Copy the lines below word for word, starting at the line that contains "Would you mind pointing out the double-arm" and ending at the line that contains "(1142, 119)", including both of those lines.

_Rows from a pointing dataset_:
____

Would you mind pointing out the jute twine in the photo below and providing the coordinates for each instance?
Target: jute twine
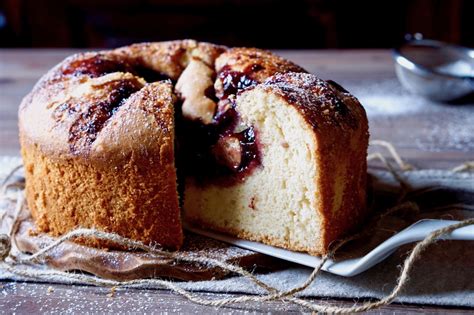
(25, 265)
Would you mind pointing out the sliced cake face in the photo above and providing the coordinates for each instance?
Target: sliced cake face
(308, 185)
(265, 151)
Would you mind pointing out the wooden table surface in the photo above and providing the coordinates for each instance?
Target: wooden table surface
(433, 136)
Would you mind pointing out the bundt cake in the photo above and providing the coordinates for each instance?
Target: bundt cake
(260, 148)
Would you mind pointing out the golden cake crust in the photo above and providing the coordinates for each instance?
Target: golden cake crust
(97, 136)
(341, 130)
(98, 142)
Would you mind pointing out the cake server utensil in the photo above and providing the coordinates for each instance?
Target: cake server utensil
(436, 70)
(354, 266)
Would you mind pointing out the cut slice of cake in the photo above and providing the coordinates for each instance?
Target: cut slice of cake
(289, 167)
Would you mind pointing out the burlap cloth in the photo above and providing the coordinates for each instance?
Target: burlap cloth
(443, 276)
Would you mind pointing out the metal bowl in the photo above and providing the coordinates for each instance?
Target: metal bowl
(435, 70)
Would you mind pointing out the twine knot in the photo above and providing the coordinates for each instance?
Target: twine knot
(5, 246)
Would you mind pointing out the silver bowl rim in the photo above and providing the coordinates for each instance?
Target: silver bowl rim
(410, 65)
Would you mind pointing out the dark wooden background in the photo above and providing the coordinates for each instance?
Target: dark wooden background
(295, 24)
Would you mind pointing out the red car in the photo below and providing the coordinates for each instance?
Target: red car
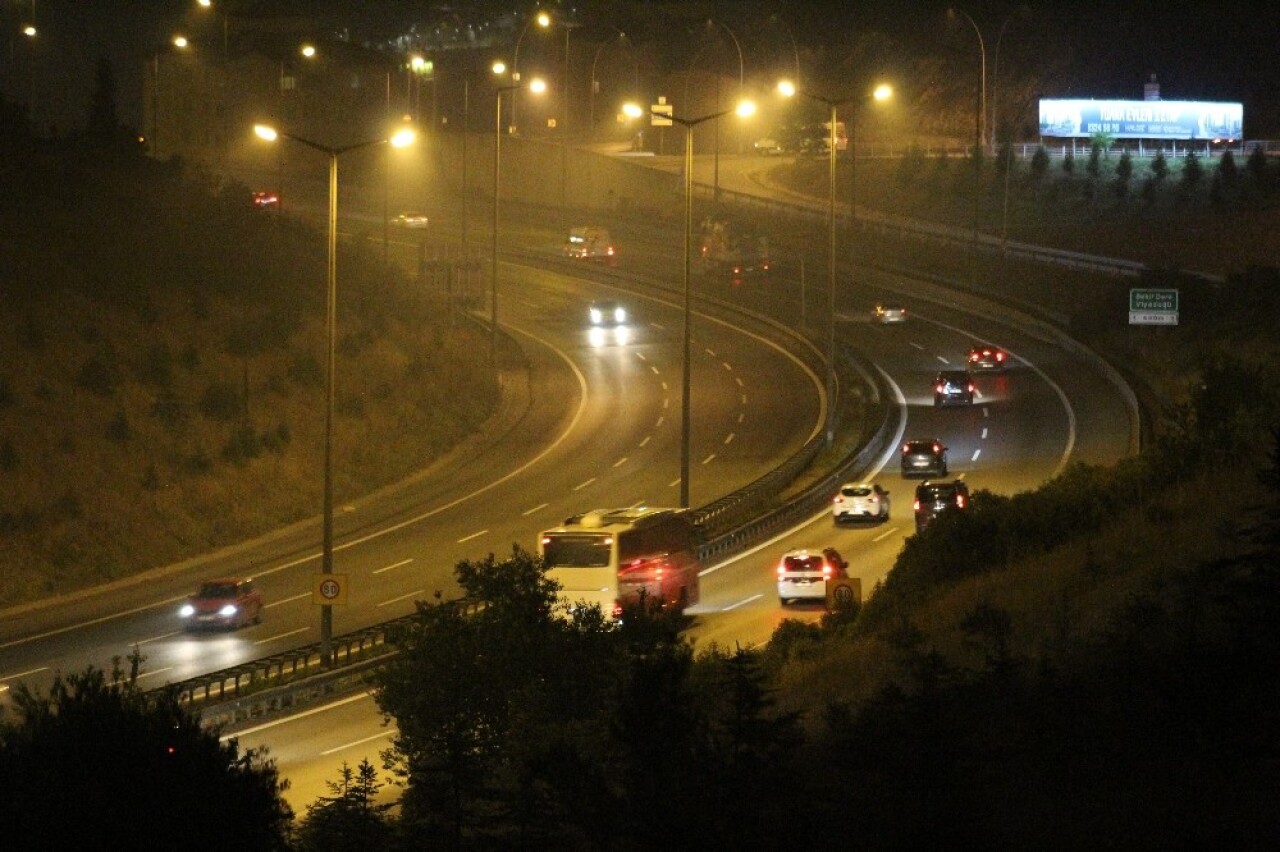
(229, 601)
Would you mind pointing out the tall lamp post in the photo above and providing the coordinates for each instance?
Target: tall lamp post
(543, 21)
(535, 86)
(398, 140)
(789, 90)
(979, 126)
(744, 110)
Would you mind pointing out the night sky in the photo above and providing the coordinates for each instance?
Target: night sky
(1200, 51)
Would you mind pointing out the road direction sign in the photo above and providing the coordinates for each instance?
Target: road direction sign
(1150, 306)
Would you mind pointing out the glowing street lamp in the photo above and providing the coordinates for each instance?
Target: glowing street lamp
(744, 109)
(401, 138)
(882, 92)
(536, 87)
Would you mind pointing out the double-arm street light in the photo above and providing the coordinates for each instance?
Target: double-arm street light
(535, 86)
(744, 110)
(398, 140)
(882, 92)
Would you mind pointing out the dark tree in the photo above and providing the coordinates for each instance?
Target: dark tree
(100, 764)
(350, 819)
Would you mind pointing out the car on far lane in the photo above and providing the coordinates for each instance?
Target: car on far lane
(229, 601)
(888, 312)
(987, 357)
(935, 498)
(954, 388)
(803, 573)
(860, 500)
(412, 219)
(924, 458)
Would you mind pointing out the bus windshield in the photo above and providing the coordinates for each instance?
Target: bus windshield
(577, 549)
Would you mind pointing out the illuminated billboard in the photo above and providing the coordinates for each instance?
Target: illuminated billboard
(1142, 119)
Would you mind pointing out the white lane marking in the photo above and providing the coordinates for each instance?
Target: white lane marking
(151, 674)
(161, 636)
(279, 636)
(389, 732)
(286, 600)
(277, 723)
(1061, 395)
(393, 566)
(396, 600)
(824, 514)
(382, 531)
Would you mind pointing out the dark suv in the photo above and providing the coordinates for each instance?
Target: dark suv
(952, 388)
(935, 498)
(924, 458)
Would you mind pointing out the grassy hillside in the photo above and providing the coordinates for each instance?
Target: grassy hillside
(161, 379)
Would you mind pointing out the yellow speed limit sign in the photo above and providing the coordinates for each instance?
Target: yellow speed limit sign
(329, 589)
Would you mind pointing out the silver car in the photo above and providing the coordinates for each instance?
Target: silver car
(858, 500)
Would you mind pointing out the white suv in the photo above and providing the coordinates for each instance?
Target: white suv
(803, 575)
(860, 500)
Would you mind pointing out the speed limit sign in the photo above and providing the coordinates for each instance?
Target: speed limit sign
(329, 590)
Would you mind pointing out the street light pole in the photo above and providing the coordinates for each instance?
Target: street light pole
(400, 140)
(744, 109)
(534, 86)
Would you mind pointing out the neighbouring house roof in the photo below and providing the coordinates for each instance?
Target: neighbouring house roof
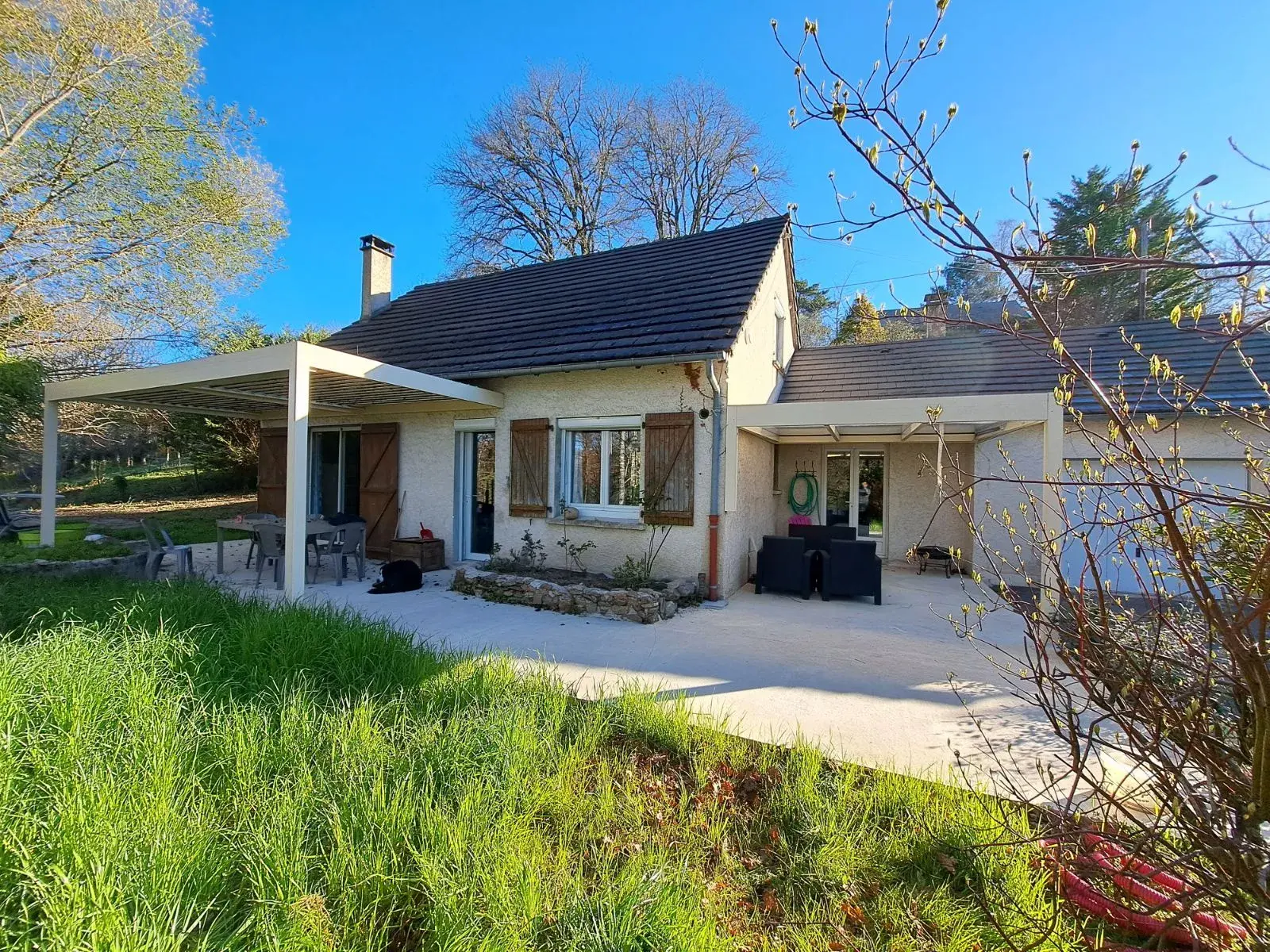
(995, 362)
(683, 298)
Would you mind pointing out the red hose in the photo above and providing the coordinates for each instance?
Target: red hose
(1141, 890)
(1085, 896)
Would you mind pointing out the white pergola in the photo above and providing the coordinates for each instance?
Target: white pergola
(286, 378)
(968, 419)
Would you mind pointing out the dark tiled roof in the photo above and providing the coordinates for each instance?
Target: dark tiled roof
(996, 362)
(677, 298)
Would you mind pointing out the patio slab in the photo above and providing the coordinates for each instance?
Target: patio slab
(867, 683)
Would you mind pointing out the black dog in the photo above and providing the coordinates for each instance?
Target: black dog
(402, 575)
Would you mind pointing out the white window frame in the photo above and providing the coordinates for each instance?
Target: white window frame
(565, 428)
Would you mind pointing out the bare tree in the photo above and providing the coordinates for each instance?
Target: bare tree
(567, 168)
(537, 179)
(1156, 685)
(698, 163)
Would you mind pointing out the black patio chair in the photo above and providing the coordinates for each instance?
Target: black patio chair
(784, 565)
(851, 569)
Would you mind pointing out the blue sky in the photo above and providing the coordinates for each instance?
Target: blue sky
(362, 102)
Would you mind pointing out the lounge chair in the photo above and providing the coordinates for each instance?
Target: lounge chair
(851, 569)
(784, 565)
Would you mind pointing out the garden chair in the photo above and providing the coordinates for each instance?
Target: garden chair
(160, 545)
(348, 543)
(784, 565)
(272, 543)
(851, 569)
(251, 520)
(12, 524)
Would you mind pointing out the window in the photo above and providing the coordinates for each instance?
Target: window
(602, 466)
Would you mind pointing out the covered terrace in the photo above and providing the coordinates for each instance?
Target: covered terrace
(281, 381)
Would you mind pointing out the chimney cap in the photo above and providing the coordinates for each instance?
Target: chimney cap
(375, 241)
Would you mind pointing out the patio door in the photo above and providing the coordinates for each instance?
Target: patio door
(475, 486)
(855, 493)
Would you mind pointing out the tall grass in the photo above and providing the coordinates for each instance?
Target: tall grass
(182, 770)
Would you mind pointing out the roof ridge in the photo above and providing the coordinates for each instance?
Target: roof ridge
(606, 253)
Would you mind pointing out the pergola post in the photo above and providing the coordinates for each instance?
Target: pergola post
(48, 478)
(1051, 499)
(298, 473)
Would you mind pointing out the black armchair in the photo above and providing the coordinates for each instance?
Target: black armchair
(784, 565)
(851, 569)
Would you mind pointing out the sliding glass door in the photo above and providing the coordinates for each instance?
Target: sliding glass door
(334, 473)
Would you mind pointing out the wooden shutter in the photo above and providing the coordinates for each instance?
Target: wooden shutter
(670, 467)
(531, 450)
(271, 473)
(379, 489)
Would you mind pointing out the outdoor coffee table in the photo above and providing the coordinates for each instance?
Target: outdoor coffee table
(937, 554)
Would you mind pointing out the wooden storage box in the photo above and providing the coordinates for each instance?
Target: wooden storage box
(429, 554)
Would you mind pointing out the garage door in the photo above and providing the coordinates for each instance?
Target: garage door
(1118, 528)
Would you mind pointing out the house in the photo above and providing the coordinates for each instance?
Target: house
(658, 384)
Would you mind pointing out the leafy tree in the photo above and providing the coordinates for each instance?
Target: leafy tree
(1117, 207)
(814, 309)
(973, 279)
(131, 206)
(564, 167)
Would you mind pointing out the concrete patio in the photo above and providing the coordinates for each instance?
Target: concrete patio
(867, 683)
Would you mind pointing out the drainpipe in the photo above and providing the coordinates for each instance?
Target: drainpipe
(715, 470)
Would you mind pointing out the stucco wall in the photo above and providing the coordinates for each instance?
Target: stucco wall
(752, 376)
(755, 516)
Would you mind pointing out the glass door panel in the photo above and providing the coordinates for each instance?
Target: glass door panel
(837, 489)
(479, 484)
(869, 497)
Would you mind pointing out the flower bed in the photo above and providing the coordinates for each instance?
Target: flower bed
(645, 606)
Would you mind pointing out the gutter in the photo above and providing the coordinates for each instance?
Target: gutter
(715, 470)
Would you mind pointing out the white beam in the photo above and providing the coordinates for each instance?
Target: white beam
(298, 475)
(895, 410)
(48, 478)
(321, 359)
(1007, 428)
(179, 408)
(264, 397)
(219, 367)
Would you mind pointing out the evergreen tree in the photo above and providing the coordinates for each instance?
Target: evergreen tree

____

_The solution_:
Would you mind pointing out the double-arm street light in the photo above and providing the coordinates for each instance?
Target: double-arm street light
(535, 86)
(744, 110)
(398, 140)
(882, 92)
Would you mind pointing out the dark tree in the photo above and providing the coordinates for each instance?
Target: dark tree
(100, 764)
(350, 819)
Would you mind pointing out the car on far lane in the photo above and providing the coordinates for each instance?
Target: car on far lane
(229, 601)
(888, 312)
(987, 357)
(935, 498)
(954, 388)
(803, 573)
(860, 500)
(412, 219)
(924, 458)
Would you mind pointing out the bus windshield in the photo above and providing the coordinates for each instance?
Target: bus windshield
(577, 549)
Would you mind pointing out the illuminated billboard in the photo above and providing the coordinates for each instance?
Target: illuminated billboard
(1142, 119)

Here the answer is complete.